§ Requirements: Find every line in the records below that contains the word "tail", and copy each of those lines.

+ + +

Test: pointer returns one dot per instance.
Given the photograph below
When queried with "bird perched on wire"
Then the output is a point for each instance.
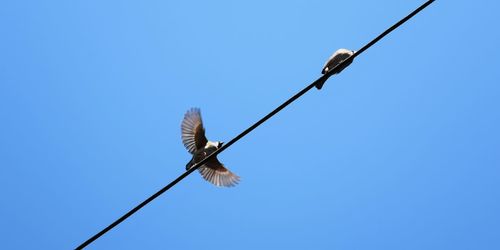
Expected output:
(193, 137)
(334, 60)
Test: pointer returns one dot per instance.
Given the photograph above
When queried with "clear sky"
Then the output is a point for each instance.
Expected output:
(400, 151)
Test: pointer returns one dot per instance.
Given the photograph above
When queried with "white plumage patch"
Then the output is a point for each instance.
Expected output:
(219, 178)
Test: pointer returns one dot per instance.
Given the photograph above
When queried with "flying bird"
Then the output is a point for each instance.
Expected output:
(193, 138)
(334, 60)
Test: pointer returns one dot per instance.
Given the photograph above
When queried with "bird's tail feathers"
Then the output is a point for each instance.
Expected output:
(221, 177)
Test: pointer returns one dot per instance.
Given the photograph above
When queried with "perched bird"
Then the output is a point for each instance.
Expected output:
(334, 60)
(193, 137)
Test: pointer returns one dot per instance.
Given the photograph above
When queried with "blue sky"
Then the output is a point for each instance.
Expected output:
(400, 151)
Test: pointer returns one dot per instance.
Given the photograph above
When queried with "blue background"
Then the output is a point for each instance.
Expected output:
(400, 151)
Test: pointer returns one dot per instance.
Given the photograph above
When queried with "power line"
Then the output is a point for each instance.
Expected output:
(248, 130)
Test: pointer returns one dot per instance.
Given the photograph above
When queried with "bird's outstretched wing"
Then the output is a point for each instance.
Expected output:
(193, 133)
(214, 172)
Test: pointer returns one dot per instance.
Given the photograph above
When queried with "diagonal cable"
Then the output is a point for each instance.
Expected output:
(255, 125)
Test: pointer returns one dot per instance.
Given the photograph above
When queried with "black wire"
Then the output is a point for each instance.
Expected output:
(248, 130)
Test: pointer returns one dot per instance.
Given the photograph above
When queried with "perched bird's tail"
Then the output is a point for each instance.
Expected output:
(220, 176)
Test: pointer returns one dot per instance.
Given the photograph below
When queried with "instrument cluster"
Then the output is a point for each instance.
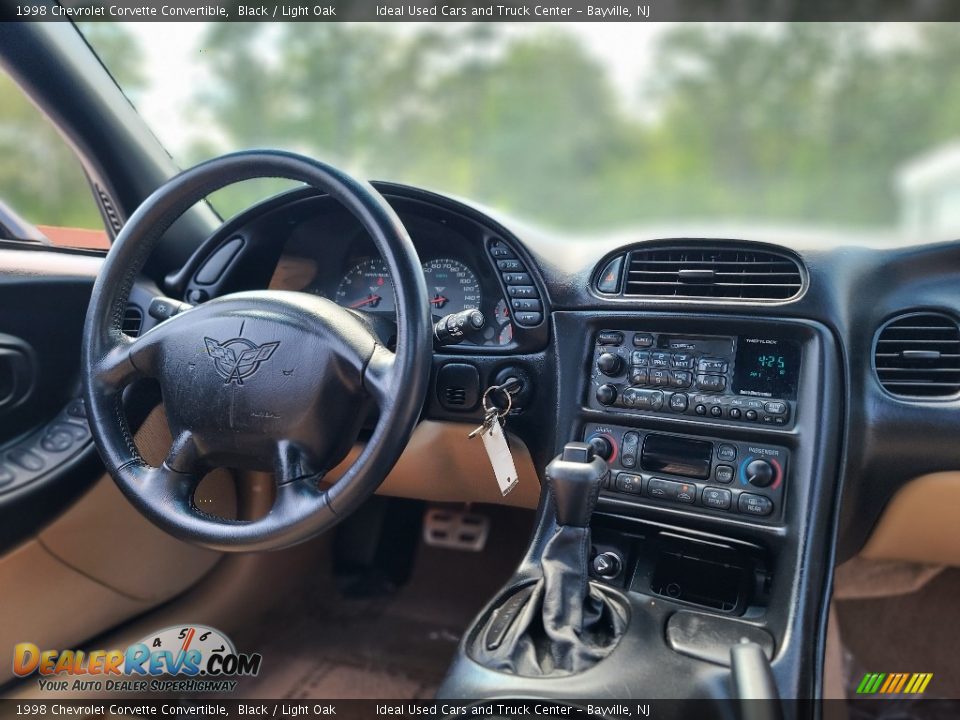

+ + +

§ Result of this exercise:
When queried with "bird's tail feathers"
When queried with "perched bird's tail"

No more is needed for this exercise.